Medical schools and residency programs do a tremendous job preparing students for the rigors of being a physician. But do they do enough to prepare them for actually finding the right physician job?
"It depends both on the medical school and the student," says Rebecca Dallek, M.Ed., ACC, and CPCC. "Students need to understand a medical school's job placement rate prior to entry."
Dallek recommends students look at the resources a medical school provides -- not just for the future practice of medicine, but for future opportunities as well.
"The more career support resources provided by a medical school and the more informed and involved a student is in their job search process," she says, "the more likely there will be a positive outcome."
Koushik Shaw, author or the Ultimate Guide to Finding the Right Job After Residency, says the majority of med schools and residency programs have a significant disconnect between the study of medicine and the economics and business of medicine.
"They do an excellent job of the former, but a poor job of the latter," he says. "Most have no formal teaching in the business of medicine. This has been somewhat taboo, I believe, in the past, and may be partially responsible for the economic woes that many physicians face currently."
Physician job search
Before even tapping the skills needed to run a practice, those searching for the right physician job have to navigate the often complicated terrain of job searches and interviews. Not to mention do a little soul-searching to decide what ranks as the biggest priority. Serving particular populations? Earning the highest physician salaries?

__About this exercise__. Extend the text on how well medical training prepares physicians to find the right job, picking up right after its last sentence.

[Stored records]
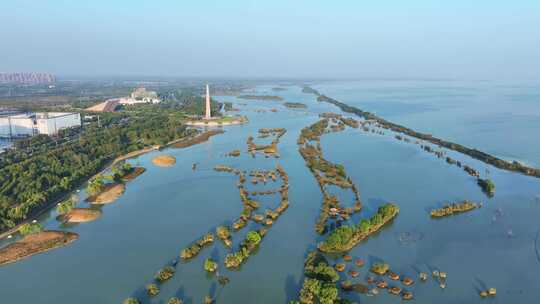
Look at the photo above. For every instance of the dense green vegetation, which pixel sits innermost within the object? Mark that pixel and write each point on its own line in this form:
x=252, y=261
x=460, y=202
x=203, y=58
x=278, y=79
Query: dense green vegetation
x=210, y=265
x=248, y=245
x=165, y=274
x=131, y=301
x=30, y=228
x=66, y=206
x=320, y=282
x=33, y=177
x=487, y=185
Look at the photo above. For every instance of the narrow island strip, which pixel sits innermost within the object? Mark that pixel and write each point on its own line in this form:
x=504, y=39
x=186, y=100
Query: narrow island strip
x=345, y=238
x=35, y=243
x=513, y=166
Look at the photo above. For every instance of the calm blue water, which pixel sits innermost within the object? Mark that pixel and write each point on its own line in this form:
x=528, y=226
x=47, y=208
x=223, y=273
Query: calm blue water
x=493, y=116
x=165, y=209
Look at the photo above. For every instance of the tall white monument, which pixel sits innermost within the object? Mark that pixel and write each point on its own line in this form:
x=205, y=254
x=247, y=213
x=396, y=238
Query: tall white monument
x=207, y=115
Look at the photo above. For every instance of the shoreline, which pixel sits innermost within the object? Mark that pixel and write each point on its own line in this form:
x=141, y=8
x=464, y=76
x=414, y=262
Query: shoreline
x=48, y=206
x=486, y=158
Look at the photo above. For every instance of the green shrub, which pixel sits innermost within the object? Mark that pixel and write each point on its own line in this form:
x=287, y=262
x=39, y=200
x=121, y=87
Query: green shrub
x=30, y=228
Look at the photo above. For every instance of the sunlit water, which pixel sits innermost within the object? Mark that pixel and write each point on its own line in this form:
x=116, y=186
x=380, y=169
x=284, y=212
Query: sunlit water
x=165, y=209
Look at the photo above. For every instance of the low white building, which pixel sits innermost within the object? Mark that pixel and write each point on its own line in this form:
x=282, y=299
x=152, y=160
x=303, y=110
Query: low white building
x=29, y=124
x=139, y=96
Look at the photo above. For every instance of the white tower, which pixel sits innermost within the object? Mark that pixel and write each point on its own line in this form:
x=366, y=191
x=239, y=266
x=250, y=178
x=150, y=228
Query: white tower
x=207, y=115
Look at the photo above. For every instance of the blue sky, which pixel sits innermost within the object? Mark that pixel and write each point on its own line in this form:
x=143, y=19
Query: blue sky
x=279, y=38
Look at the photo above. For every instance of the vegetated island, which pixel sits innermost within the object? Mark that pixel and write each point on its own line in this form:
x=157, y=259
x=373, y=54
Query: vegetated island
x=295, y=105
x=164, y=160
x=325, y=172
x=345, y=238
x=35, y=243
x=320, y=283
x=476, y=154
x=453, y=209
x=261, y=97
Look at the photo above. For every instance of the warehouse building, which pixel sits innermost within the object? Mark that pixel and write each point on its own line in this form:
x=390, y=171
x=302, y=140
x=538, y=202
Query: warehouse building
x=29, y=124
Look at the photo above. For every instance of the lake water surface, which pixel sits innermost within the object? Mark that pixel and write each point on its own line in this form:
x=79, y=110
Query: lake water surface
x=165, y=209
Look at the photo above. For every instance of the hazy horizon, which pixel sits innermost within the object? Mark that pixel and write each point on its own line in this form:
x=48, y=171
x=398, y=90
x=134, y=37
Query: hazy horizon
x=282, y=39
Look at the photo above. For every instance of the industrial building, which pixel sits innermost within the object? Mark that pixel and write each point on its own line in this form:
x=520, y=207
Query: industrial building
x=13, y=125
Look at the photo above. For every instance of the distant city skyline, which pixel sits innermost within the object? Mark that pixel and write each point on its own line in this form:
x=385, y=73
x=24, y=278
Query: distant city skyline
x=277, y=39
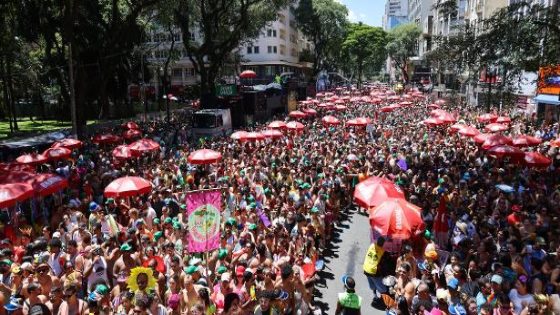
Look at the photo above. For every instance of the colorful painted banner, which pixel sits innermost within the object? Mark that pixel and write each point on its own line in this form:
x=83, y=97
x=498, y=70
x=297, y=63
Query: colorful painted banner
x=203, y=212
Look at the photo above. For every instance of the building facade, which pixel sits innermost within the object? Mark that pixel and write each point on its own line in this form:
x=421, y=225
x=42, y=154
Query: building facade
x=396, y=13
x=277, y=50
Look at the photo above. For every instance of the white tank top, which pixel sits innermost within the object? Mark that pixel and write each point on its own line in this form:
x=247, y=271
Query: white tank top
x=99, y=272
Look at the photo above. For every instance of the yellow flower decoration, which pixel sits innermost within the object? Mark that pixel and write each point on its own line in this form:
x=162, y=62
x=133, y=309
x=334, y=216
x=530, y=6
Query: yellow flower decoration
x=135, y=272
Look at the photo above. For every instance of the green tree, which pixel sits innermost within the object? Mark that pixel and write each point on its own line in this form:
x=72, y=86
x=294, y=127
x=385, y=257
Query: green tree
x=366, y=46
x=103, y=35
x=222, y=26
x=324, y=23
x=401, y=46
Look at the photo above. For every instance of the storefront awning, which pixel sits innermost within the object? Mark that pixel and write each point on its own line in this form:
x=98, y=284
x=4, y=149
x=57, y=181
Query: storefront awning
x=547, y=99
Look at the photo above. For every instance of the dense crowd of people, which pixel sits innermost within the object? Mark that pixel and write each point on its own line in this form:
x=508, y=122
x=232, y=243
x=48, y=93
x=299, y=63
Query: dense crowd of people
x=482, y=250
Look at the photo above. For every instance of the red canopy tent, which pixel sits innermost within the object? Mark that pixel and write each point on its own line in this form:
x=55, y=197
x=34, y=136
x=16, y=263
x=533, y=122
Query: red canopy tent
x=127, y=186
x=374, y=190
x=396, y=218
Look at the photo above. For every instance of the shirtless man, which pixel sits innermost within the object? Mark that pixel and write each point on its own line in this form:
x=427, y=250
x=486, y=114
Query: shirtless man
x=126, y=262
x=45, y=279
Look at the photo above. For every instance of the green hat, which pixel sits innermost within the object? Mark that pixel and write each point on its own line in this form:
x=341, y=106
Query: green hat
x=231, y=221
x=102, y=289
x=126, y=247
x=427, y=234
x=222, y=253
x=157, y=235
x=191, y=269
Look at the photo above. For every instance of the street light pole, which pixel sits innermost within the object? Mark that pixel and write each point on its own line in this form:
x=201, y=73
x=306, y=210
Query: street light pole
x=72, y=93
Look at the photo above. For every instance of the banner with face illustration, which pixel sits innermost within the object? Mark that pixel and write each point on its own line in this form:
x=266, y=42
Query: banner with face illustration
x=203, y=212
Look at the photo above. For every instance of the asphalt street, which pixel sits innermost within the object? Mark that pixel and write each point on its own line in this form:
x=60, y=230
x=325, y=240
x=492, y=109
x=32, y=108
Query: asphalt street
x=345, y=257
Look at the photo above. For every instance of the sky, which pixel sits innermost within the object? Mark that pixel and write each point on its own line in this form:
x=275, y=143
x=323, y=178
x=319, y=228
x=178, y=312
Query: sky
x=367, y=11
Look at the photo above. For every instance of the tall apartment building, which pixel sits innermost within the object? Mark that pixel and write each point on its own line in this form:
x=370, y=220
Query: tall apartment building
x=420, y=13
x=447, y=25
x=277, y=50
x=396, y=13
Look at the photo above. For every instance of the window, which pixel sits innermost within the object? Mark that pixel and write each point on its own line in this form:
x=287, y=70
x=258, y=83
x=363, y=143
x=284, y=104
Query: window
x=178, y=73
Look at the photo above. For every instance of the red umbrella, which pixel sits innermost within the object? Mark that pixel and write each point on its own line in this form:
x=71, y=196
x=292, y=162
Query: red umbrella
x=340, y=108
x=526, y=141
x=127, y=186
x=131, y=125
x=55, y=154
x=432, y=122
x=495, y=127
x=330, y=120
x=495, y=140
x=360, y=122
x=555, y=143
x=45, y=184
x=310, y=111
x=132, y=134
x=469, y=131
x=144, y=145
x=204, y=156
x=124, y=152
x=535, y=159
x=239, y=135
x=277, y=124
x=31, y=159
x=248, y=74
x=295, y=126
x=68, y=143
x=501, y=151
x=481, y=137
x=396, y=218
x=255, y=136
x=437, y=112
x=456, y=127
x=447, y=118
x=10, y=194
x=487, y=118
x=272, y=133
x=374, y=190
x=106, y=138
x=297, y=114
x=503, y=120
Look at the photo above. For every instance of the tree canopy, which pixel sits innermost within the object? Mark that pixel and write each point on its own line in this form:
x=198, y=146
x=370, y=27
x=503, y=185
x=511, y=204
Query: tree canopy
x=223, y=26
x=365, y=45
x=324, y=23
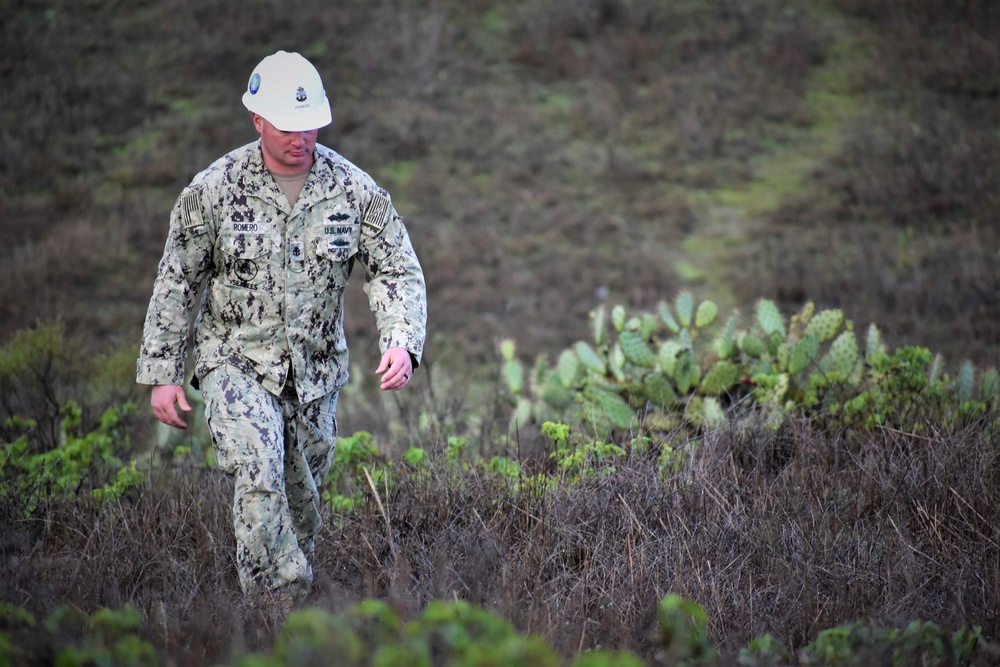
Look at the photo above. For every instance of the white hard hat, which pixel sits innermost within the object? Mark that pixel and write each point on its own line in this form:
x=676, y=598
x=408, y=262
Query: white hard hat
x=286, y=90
* * *
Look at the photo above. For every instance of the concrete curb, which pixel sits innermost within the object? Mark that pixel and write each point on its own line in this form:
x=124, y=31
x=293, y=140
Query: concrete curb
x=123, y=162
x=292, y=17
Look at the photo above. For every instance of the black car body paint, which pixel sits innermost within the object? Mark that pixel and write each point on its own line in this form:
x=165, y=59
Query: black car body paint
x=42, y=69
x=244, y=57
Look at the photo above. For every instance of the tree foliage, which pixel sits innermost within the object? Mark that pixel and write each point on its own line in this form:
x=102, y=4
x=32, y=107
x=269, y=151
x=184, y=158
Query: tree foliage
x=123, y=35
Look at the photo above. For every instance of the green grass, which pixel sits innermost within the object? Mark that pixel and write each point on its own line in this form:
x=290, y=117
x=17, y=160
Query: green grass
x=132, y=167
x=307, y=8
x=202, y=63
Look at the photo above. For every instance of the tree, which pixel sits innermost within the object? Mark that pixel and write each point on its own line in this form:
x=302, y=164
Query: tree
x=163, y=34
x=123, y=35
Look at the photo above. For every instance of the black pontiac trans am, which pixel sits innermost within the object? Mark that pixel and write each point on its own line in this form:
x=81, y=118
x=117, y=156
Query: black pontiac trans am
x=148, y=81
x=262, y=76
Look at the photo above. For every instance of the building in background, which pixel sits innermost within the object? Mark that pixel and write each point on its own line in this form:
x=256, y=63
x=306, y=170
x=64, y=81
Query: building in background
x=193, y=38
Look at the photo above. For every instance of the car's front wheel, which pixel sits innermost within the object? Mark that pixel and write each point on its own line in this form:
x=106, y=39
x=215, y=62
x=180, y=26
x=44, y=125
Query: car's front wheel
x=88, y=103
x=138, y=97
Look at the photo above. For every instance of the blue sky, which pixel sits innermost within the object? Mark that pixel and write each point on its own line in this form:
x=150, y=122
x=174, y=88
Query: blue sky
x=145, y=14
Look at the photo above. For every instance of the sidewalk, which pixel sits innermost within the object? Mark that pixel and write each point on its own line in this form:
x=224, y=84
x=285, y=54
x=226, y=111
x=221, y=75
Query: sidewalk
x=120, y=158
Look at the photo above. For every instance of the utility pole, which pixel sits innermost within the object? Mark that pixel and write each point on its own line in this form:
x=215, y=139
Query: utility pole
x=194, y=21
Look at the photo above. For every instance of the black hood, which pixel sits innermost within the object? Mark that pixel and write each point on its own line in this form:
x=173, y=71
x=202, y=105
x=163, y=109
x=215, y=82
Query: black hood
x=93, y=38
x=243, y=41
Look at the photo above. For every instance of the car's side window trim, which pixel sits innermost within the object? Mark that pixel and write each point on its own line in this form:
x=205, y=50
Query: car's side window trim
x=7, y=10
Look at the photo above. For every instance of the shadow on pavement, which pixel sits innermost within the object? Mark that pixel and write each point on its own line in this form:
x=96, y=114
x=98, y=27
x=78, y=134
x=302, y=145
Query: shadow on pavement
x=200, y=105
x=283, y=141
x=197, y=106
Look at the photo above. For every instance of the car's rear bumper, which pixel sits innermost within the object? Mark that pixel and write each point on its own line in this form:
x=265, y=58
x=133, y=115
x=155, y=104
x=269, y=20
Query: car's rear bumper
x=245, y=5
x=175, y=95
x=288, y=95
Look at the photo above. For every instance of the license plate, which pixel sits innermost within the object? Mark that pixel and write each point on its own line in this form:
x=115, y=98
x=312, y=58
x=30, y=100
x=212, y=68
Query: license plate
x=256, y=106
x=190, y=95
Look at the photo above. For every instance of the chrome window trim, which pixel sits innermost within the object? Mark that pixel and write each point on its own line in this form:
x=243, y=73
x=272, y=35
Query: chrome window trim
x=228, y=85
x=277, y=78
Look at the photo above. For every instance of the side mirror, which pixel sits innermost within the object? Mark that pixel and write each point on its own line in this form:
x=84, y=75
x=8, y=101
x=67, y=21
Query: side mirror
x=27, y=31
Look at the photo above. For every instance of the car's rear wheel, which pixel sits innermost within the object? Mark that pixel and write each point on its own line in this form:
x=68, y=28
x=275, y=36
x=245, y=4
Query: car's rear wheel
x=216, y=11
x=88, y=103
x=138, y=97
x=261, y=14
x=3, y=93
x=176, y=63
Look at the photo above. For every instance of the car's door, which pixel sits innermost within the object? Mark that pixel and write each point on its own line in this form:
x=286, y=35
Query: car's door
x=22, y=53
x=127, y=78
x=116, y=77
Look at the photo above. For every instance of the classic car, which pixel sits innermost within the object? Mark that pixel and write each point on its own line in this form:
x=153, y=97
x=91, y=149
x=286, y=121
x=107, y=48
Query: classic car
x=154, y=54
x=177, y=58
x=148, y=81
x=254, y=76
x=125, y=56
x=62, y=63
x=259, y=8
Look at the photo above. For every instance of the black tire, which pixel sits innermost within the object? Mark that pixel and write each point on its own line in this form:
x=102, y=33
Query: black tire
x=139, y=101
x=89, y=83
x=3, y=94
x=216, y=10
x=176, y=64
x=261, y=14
* * *
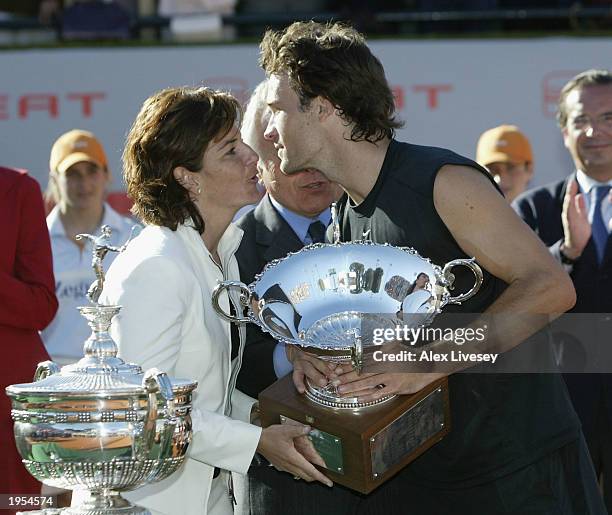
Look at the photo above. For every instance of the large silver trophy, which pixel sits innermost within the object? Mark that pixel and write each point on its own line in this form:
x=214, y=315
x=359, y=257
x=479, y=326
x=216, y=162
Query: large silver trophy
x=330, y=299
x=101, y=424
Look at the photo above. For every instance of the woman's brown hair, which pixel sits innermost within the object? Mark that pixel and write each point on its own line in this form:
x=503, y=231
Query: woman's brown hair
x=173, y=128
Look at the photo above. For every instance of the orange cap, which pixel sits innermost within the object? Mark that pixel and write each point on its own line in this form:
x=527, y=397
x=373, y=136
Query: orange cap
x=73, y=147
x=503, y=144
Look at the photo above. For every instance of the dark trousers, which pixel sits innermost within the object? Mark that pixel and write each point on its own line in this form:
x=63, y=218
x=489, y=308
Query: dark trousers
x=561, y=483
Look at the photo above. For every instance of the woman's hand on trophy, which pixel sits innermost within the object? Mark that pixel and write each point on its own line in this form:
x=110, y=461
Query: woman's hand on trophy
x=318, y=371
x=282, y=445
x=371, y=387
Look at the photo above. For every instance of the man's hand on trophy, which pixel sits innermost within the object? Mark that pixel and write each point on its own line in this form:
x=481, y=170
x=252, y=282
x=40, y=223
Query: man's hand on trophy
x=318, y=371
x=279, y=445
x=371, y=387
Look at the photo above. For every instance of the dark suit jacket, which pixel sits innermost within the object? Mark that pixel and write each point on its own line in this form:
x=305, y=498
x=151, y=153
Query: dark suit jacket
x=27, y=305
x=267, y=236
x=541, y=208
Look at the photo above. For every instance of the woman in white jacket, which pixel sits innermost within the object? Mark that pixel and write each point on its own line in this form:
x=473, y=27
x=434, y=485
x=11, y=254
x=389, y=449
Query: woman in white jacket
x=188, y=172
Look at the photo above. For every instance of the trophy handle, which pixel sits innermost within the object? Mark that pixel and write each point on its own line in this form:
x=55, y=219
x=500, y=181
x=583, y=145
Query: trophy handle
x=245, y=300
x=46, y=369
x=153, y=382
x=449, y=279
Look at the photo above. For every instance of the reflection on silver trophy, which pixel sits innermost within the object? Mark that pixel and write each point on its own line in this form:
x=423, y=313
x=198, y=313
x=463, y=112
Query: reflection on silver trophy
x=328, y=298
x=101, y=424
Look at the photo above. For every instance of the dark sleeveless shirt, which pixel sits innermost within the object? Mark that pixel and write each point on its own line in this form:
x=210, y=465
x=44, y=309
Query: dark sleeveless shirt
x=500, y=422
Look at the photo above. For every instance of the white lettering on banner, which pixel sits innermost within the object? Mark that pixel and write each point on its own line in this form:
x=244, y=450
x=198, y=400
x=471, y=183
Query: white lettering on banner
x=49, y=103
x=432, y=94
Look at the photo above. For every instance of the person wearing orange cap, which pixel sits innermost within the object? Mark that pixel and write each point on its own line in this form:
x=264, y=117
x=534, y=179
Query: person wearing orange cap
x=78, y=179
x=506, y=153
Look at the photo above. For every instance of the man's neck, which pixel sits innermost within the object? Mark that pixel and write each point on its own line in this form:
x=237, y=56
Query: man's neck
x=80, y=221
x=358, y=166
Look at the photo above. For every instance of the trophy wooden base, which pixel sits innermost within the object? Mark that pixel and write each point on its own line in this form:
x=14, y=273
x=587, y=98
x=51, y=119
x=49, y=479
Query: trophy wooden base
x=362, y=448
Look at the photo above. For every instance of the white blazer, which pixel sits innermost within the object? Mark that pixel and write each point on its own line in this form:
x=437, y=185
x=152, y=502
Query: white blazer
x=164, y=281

__Exercise output__.
"No one wants to help or hire someone who is wishy-washy," warns Dallek, a career and leadership coach. "Make sure you are very clear about what you want (i.e. specialization, areas of focus, preferred environments, etc.). I call this your Career Purpose. If you can't clearly articulate what you are after, no one else is going to come to your rescue."
Dallek lists a second critical factor in both searching and interviewing for a physician job: knowing why.
"Why do you want to be a allergist? How does it mesh with your interests, passions and skills?" she says. "This is your Career Brand."
Another useful piece of advice Dallek offers is to write everything down. This allows you to "tweak your purpose and brand over time."
And before heading out on the interview trail, Dallek reminds job seekers to practice, practice, practice.
"Would you perform a major surgery on your own without any practice and training?"